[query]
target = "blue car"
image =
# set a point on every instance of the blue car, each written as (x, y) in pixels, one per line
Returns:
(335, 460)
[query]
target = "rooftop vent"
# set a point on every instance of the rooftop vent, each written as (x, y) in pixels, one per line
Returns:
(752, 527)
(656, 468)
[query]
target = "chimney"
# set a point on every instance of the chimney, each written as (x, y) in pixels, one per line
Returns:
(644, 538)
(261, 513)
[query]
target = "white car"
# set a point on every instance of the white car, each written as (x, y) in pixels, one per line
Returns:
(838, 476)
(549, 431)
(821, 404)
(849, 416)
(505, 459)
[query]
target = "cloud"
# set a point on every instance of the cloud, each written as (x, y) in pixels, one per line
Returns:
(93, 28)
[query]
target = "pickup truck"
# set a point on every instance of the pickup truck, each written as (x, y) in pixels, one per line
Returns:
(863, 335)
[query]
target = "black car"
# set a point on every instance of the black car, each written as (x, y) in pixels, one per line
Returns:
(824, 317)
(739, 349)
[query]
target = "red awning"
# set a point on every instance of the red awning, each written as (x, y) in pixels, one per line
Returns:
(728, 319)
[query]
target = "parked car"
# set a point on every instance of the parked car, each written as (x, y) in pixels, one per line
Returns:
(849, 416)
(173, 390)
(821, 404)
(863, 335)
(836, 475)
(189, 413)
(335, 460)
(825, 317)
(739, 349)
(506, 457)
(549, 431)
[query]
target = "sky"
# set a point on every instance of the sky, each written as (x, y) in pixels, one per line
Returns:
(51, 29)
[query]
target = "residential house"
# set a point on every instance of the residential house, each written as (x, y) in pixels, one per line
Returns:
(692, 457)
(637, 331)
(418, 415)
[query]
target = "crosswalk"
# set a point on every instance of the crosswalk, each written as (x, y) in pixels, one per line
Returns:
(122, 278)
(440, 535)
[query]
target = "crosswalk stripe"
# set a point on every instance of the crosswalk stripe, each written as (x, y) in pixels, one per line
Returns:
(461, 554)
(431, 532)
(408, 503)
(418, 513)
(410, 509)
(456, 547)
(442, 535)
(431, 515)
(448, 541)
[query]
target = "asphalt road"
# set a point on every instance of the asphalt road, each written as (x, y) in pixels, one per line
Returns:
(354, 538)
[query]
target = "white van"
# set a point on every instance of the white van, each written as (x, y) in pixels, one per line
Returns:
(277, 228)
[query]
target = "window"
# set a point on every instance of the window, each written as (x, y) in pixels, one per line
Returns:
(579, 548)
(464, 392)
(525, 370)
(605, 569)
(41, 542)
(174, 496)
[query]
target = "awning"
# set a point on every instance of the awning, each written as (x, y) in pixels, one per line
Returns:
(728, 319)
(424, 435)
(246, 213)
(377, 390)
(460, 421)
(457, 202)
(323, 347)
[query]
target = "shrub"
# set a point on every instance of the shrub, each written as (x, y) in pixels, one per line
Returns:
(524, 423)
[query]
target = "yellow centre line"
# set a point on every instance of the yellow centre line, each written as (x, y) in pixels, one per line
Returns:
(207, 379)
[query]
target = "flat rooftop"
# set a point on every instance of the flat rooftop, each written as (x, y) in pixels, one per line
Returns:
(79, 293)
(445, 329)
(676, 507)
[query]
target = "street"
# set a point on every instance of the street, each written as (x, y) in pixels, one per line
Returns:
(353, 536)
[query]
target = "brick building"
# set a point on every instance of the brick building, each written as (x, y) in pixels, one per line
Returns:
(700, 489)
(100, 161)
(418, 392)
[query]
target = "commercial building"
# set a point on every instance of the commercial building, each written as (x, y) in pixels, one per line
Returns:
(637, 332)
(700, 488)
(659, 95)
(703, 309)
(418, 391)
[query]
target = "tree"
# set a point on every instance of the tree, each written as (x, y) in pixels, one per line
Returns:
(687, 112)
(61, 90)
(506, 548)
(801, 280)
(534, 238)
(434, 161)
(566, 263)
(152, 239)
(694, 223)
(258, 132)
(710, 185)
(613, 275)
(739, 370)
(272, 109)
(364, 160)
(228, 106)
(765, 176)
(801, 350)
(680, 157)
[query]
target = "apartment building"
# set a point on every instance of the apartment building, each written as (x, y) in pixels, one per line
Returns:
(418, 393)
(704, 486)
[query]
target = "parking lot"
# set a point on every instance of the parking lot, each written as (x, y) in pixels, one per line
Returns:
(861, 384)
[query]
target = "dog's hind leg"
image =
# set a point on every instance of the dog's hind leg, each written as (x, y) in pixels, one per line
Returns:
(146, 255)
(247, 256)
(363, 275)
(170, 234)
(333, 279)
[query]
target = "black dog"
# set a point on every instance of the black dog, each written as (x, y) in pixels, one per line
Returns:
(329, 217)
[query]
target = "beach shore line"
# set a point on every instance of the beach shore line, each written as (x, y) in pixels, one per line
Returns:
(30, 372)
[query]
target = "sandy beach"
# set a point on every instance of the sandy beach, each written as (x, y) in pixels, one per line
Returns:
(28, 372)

* * * *

Problem statement » Copy every line from the records above that contains the string "parked".

Response below »
target = "parked car"
# set a point on every instance of the parked car, each written as (x, y) in pixels, one per line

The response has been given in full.